Fermor’s The Traveller’s Tree reissued

Patrick Leigh Fermor’s Caribbean travelogue, The Traveller’s Tree (originally published in 1950) has been reissued by New York Review Classics. Here is a brief review from Cleveland’s Plain Dealer.

Fermor, born in London in 1915, is most famous for his accounts of walking from Rotterdam to Istanbul in the 1930s, a two-year odyssey he describes in “A Time of Gifts” and “Between the Woods and the Water.”

This travelogue about Fermor’s trips through the Caribbean, originally published in 1950, captures a sense of Guadeloupe, Martinique, Dominica, Barbados, Trinidad and Haiti before “the advent of cheap airfare and huge cruise ships made the patronage of sun-catching tourists a replacement, however unsatisfactory, for King Sugar.”

As Joshua Jelly-Schapiro explains in his introduction, Fermor and his traveling companions “are staying not in beachside resorts but at planters’ manors or small inns in tumbledown seaports whose mere existence as “European town[s], in the middle of such violence of flora and elements, seems as unnatural an effect as a swimmer remaining for long periods underwater.”

The Boston Globe enjoyed “Fermor’s richly detailed and ebullient” book and observed that it still stands as a travelogue worth reading 60 years after its original publication.

◆ Data listing ◆
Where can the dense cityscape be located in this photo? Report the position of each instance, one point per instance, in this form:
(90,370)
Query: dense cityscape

==

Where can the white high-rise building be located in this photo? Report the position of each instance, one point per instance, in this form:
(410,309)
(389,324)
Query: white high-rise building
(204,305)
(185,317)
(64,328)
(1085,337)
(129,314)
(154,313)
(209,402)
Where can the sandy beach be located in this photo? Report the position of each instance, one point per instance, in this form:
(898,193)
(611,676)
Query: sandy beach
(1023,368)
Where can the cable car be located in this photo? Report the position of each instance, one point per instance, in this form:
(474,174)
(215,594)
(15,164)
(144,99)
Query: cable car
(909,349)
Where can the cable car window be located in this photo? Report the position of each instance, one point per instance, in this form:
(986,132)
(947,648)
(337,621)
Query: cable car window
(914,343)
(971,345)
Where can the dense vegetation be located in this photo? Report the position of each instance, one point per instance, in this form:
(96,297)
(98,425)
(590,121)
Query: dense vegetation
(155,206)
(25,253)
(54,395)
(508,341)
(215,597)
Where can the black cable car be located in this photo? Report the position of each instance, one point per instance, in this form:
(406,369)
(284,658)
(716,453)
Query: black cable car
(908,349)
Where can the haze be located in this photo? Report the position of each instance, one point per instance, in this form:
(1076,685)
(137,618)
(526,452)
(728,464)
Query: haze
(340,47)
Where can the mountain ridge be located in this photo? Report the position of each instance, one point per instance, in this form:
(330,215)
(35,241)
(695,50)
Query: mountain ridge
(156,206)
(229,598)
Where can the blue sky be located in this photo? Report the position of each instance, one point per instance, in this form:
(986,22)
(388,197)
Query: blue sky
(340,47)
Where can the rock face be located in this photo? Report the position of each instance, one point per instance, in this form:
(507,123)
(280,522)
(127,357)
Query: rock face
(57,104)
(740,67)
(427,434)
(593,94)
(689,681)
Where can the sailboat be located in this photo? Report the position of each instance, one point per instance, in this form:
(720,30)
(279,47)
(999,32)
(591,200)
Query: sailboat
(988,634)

◆ Assigned task 1 ◆
Summarize the post about the reissue of The Traveller's Tree in three sentences.
◆ Assigned task 2 ◆
Write the next few sentences of the post about the reissue of The Traveller's Tree, picking up after its final sentence.

◆ Exercise result 1 ◆
New York Review Classics has reissued The Traveller's Tree, Patrick Leigh Fermor's 1950 travelogue about trips through Guadeloupe, Martinique, Dominica, Barbados, Trinidad and Haiti, and the post shares a brief review of it from Cleveland's Plain Dealer. Fermor, born in London in 1915, is best known for accounts of walking from Rotterdam to Istanbul in the 1930s, and this book captures the islands before cheap airfare and huge cruise ships brought tourism in place of sugar. In the introduction, Joshua Jelly-Schapiro notes that the travelers stayed at planters' manors and small inns in tumbledown seaports rather than beachside resorts, and the Boston Globe found the book still worth reading 60 years after it first appeared.

◆ Exercise result 2 ◆
The paper’s reviewer explained, “What Fermor really likes and describes with infectious elation is the riot of diversity and exotic fusion that these islands have individually acquired from their vicissitudinary histories. Hurricanes, earthquakes, and volcanic eruptions of the past have left their furious marks, while side narratives of European history appear everywhere, written in frantic and fantastical hands.”

The reviewer acknowledged, however, that portions of ” The Traveller’s Tree” haven’t aged well: “Race is a continuing preoccupation for Fermor and, it must be said that by today’s standards, his unabashed laying down of opinion on the racial characteristics of peoples from different parts of Africa and with the various kinds and degrees of black and white mixtures is unseemly. On the other hand, that is the world of the late 1940s, and he is positively reticent in these matters when compared with Lafcadio Hearn, who visited some of the same islands 60 years earlier.”